- _Text section_:
══════════════════════════════

# i love ants



## Renagade (May 10, 2008)

ants are my favorite animal. i have kept them and rate them as an awesome critter to observe.a small 'farm' only last a month or two, and collecting them was easier when i was ten but looking at these pics i got off the net you can see why i like them so much.
the first one is the ducatti of all ants and the second is a honda goldwing.... feel free to add.


----------



## Chris89 (May 10, 2008)

I don't like ants lol, they're always biting me :S haha


----------



## noni (May 10, 2008)

cool they are trippy looking close up! nice one renegade


----------



## hornet (May 10, 2008)

i love ants, make good lizard food lol


----------



## Auzlizardking (May 10, 2008)

You can get help for that you know


----------



## notechistiger (May 11, 2008)

Lol, Auslizardking.


----------



## mebebrian (May 25, 2008)

Yeah dude, your wierd! 
Cool pics though


----------



## arbok (May 25, 2008)

got any pics of queen ants... always wondered wat they look like... and google hasnt worked so far.


----------



## Miss_Croft (May 25, 2008)

Renagade - Do you keep ants? 
If so how many colonies do you have?
Can you describe how you keep your ants?
What types of ants do you keep?
What is your favorite type of ant?

I think one of easiest ants to keep would be the Camponotus genius.


----------



## redbellybite (May 25, 2008)

each 2 there own I suppose.........to me they stink and they bite.........and they get into every nook and cranny i dont like them would love to get a lil devil in here to take over the plague of black ants that seem to like my bathroom as a place to live


----------



## FNQ_Snake (May 25, 2008)

I took this pic about 11 years ago (before the boom in digital cameras). I used 18 extension tubes, a 5 minute exposre with a 35mm lens and the camera was a Nikon FM2. It was a common black house ant found in Sydney.

══════════════════════════════

Stored dataset items
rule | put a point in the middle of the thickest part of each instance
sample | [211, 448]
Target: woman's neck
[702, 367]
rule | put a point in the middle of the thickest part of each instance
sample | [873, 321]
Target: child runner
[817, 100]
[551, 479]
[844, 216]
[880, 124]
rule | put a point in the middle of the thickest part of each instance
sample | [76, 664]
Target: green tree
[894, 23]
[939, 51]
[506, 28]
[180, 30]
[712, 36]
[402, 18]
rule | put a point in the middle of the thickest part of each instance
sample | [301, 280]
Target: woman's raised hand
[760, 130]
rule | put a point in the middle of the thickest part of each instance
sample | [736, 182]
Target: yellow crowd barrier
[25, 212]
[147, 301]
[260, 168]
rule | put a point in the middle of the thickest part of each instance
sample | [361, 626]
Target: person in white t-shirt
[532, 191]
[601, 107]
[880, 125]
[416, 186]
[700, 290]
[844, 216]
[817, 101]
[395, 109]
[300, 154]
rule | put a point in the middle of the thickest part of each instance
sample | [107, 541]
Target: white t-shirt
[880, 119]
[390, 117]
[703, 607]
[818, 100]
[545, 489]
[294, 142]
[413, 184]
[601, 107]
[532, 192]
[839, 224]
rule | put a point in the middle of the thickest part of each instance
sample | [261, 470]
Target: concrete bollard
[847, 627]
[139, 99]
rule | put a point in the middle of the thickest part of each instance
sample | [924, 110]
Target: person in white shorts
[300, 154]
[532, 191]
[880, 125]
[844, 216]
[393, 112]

══════════════════════════════

- _Exercises to complete_:
1 – In the ant thread, what camera did FNQ_Snake use to take the photo?
2 – Copy the ant thread word for word, starting with "Can you describe" and going on through "the Camponotus genius.".

- _Exercise results_:
1 – A Nikon FM2.

2 –
Can you describe how you keep your ants?
What types of ants do you keep?
What is your favorite type of ant?

I think one of easiest ants to keep would be the Camponotus genius.